Dans ce contexte, les utilisateurs des médias chinois bénéficient en théorie d’un meilleur encadrement pour distinguer le vrai du faux, notamment grâce à l’obligation explicite de signaler les contenus générés par l’intelligence artificielle. En revanche, les utilisateurs moyens en Europe, aux États-Unis et au Canada ne disposent que d’un soutien limité face à la désinformation, qui n’est généralement contestable qu’a posteriori par des voies juridiques — laissant ainsi un vide en matière de protection immédiate.
La seule démarche réellement envisageable semble être la modification du Protocole à la Convention européenne des droits de l’homme par l’ajout d’un nouvel article 7 : le droit humain à la vérité.
◆ ◆ ◆
**CONSIGNES**:
1. Relevez dans le texte sur la désinformation les territoires où les utilisateurs moyens ne disposent que d'un soutien limité face à la désinformation.
2. Veuillez poursuivre le texte sur la désinformation à partir de sa dernière phrase.

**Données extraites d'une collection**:
◆ ◆ ◆
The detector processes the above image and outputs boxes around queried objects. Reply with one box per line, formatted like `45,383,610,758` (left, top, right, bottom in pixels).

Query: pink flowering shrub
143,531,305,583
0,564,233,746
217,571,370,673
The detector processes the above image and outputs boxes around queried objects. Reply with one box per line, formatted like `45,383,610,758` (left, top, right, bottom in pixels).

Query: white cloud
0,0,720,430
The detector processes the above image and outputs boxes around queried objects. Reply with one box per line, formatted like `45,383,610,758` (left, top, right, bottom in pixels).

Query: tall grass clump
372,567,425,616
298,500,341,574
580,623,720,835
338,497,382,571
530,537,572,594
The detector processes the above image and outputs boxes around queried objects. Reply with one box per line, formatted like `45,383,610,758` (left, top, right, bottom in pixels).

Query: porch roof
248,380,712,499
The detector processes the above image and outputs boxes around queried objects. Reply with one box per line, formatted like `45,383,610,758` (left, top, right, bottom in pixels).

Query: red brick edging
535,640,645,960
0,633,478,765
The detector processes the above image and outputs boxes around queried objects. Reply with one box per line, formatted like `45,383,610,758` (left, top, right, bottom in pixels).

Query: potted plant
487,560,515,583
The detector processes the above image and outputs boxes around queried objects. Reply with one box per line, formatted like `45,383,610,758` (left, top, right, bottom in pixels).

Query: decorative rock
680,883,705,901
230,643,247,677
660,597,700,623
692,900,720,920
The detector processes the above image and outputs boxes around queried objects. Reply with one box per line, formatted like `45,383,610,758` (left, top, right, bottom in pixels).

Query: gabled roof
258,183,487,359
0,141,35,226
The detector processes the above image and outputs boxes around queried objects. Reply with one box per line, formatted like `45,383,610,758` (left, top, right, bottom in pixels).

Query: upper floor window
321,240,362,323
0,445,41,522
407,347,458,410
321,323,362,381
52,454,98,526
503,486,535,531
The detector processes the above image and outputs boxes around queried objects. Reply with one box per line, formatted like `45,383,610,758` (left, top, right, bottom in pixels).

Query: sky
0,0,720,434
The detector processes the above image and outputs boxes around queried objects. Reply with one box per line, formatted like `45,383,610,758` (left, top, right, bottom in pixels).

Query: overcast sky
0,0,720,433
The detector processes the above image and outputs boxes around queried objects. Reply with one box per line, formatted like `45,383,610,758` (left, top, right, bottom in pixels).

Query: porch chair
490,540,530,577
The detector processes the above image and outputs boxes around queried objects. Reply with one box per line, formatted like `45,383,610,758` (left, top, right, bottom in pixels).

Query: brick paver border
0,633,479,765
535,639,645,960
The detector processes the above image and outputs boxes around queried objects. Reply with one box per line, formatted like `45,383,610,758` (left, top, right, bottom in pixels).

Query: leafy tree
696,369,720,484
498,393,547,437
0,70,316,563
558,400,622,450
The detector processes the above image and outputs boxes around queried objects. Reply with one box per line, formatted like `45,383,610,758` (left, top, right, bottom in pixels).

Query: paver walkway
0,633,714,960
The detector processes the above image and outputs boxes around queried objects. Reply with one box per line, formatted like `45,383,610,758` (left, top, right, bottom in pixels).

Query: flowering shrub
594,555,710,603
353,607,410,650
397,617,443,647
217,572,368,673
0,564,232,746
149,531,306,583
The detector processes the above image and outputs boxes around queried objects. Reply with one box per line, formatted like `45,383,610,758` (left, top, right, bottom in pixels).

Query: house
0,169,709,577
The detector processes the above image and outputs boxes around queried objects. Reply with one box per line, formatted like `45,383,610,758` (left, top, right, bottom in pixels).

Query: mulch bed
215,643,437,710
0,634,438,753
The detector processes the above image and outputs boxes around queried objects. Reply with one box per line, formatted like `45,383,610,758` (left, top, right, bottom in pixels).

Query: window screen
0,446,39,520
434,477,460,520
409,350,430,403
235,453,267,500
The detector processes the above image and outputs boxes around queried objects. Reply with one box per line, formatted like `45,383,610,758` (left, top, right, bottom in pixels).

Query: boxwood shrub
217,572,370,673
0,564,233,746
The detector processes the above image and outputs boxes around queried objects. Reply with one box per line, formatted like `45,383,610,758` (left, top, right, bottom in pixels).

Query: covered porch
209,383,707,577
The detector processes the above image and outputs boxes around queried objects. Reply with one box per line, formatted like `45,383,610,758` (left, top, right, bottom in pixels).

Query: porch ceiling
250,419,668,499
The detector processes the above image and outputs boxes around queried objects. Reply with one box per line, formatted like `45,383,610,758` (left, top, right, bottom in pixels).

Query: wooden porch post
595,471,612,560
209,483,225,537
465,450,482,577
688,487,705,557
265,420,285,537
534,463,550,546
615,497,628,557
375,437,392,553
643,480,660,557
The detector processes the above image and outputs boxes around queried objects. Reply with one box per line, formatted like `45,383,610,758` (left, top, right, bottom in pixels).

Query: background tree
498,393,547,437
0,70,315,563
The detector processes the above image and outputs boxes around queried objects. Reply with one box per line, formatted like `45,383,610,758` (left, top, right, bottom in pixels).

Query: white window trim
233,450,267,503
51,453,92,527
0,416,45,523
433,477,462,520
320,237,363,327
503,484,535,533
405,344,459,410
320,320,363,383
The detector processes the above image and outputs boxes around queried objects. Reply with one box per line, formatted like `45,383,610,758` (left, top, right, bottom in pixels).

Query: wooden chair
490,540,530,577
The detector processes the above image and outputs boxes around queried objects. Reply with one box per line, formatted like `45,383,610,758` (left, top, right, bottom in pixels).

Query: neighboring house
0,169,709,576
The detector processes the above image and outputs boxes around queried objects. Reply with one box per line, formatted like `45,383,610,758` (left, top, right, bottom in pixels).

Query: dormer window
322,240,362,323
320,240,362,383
◆ ◆ ◆
**RÉPONSES**:
1. Europe, États-Unis, Canada

2.
Quant à une évolution équivalente au sein de la Déclaration universelle des droits de l’homme des Nations Unies (article 31 ?), il faudra sans doute encore attendre plusieurs années…
Le présent texte est la version écrite d’une conférence donnée par l’auteur lors de la XVIIe Conférence scientifique internationale sur les droits de l’homme, qui s’est tenue au Parlement polonais. L’événement s’est déroulé à Varsovie du 31 mars au 1er avril 2025, sous le haut patronage du président du Conseil de l’Europe, Alain Berset.